→ Description of the task:
Rewrite everything from the line containing "Please examine it carefully. Your task is to find earlobe" down to the line containing "[60,124,124,174]", with both of those lines included. Replace "examine" with "inspect" throughout and leave all else unchanged.

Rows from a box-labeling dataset
--------

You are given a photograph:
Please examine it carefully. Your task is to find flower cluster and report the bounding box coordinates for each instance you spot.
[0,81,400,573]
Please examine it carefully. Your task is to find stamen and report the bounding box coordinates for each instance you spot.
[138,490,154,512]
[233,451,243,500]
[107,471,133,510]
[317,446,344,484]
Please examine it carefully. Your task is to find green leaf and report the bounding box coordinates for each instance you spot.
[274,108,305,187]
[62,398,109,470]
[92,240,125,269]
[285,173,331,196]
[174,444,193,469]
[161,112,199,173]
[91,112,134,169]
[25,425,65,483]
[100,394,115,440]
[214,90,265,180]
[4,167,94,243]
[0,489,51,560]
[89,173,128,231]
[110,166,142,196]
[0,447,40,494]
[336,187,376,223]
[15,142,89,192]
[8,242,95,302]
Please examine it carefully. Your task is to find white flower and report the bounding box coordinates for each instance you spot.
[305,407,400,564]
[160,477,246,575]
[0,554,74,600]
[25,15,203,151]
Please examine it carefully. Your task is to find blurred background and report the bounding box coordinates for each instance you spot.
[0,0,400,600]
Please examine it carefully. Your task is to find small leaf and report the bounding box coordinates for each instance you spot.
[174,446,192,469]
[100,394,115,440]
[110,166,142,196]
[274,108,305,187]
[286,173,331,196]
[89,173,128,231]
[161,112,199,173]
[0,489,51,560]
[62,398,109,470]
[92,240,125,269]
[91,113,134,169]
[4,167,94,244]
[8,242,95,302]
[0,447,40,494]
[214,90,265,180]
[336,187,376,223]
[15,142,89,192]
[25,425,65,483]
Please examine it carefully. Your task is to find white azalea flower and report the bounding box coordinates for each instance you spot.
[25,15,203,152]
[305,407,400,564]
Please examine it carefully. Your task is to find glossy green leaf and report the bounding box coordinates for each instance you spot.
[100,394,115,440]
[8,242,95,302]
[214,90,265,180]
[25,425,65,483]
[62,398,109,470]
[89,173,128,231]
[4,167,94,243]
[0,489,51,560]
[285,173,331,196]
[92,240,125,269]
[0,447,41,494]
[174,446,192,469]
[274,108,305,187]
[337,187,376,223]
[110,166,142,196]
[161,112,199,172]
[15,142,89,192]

--------

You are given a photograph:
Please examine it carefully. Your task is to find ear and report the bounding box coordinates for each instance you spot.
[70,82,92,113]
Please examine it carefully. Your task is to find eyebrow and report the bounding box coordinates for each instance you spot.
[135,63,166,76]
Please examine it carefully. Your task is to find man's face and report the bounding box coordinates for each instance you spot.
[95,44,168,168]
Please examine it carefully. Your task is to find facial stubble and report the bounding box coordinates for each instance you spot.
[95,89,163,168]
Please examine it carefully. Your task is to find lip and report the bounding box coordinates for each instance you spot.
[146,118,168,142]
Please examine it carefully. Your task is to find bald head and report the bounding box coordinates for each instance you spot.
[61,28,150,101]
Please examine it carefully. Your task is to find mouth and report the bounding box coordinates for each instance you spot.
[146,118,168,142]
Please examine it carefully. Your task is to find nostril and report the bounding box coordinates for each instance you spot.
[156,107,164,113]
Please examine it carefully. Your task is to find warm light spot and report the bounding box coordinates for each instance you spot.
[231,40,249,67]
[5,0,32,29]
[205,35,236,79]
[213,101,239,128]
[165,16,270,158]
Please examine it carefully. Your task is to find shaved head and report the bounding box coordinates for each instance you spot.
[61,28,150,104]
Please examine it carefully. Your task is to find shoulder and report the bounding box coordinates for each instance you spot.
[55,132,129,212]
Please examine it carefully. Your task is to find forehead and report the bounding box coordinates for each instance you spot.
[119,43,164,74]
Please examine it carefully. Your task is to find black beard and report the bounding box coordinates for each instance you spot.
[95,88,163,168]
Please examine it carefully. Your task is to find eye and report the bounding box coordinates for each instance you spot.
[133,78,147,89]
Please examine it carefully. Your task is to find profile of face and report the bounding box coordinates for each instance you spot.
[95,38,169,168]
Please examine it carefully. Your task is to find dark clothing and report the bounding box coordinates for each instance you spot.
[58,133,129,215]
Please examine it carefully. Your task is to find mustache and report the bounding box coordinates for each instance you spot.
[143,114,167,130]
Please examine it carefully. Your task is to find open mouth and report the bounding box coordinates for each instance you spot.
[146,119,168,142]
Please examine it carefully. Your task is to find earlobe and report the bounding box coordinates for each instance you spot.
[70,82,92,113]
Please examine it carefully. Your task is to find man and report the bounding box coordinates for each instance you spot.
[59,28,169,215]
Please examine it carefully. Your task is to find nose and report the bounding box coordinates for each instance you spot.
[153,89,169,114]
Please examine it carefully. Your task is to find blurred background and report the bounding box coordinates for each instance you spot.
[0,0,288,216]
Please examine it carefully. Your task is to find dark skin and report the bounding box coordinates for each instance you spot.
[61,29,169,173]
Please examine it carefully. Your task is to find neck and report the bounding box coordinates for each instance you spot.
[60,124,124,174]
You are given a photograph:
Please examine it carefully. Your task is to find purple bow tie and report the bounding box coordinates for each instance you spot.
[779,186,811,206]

--------

→ Full response:
Please inspect it carefully. Your task is to find earlobe and report the bounding box coordinates for each instance you spot.
[70,82,92,113]
Please inspect it carefully. Your task is to find man and report the bounding box coordinates for each instance you spot.
[59,28,169,215]
Please inspect it carefully. Your task is to find nose and report the bounding box coordinates for each instance you spot.
[153,89,169,114]
Please inspect it carefully. Your task is to find blurred background and report the bounding box coordinates for each instance you spot.
[0,0,288,216]
Please inspect it carefully. Your task is to find dark skin and report the bounding box coordinates for each instance you spot.
[61,29,169,173]
Please inspect it carefully. Your task is to find neck and report the bounding box coordinates for each instance you spot.
[60,124,124,174]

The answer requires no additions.